>>>>>

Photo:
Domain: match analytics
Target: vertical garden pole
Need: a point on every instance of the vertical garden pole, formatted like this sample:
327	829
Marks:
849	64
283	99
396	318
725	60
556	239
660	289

<<<<<

## BRIEF
Add 131 to every coordinate in the answer points, then write out all of the data above again, requests included. Leave the numbers in the requests and their format sample unchanged.

## THE RESPONSE
Photo:
Domain: match analytics
Target: vertical garden pole
Need: a point on every instance of the vertical garden pole, formatted like this sample:
327	829
Marks:
980	195
414	230
527	449
856	191
687	370
791	420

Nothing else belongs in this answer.